----- Text provided

The Ideal Office

Alex McCulloch, Director of CACI, reviews the ingredients needed for the ideal office.

First published in CoStar on 1 March 2022

The office-based world has been taken over by ‘middle-weekers’, or, if you prefer, an acronym that I probably shouldn’t spell out. The “Tuesday, Wednesday and Thursday” office-based working pattern is emerging at an unprecedented level.  With over 10 million sq ft of prime office space in central London moving to hybrid contracts, worker footfall has dropped by up to 40%. Responding to this mass upheaval, businesses, office providers and landlords must take this new worker behaviour seriously when reimagining their blueprints for the ideal office.  

Step one is to consider the wider ecosystem that office workers inhabit. With hybrid workers taking up most of this space, the city centre has been particularly impacted. The negative of a reduced worker footfall is obvious, but while workers visit the area local to the office less often, they are much more engaged, with the average spend per visit up 15%. The motivation for being in work is to spend time with colleagues in a professional and social sense, pubs and bars saw their share of increased customer spending rise from a 3.8% lift in the 12-week period ending 18 April to 12.5% by 11 July while the rise in spend at restaurants went from 9.7% to 11.5% respectively, makes clear there is still consumer spend to leverage. (Lumina Intelligence UK Eating Out Market Report 2021)

----------
----- Listed entries

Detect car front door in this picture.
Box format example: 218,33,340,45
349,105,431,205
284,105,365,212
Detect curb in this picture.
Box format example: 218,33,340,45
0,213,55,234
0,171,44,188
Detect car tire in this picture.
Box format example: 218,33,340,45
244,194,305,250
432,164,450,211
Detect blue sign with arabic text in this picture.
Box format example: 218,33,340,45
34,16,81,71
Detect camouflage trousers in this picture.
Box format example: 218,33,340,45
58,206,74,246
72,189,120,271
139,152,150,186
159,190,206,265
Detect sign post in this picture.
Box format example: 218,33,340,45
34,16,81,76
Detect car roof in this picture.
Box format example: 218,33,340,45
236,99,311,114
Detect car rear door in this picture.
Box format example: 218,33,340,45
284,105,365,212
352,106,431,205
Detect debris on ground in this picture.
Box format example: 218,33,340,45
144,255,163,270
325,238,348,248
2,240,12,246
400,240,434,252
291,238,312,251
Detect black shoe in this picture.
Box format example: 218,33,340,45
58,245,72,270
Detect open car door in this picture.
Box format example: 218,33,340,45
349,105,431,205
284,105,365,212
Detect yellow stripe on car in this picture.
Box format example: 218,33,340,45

----------
----- Listed entries

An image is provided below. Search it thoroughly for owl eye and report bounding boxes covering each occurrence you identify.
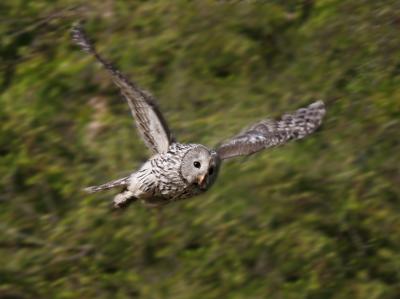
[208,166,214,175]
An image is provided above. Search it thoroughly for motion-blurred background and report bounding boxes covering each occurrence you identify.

----------
----- Listed entries

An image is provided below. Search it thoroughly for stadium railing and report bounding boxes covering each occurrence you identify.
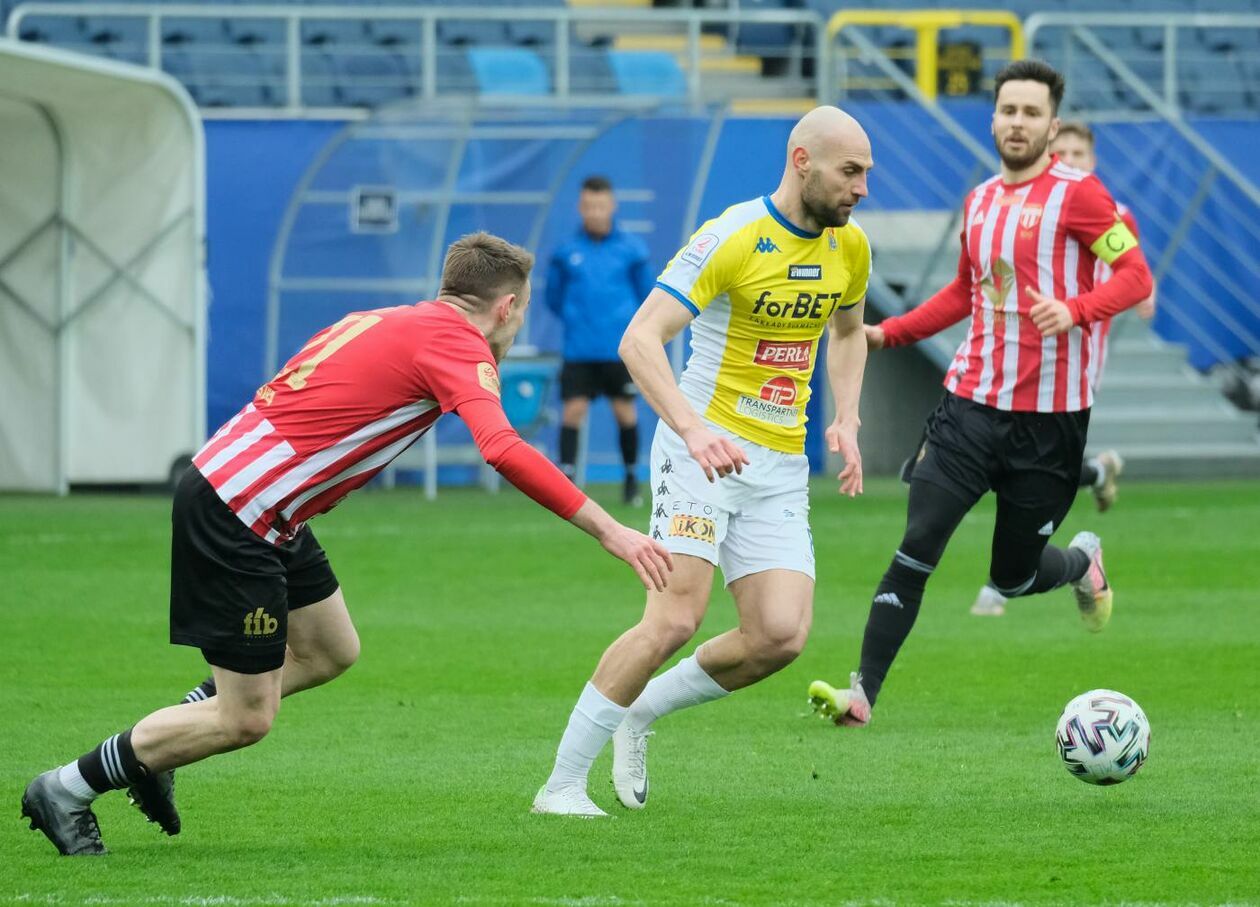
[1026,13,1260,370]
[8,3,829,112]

----------

=== What is required ===
Could you reproduce the article on the ideal office from "Step one is" up to and including "Market Report 2021)", putting "cafés" in place of "restaurants"? Draw only on the article on the ideal office, not on the data.

=== Answer to the task ===
Step one is to consider the wider ecosystem that office workers inhabit. With hybrid workers taking up most of this space, the city centre has been particularly impacted. The negative of a reduced worker footfall is obvious, but while workers visit the area local to the office less often, they are much more engaged, with the average spend per visit up 15%. The motivation for being in work is to spend time with colleagues in a professional and social sense, pubs and bars saw their share of increased customer spending rise from a 3.8% lift in the 12-week period ending 18 April to 12.5% by 11 July while the rise in spend at cafés went from 9.7% to 11.5% respectively, makes clear there is still consumer spend to leverage. (Lumina Intelligence UK Eating Out Market Report 2021)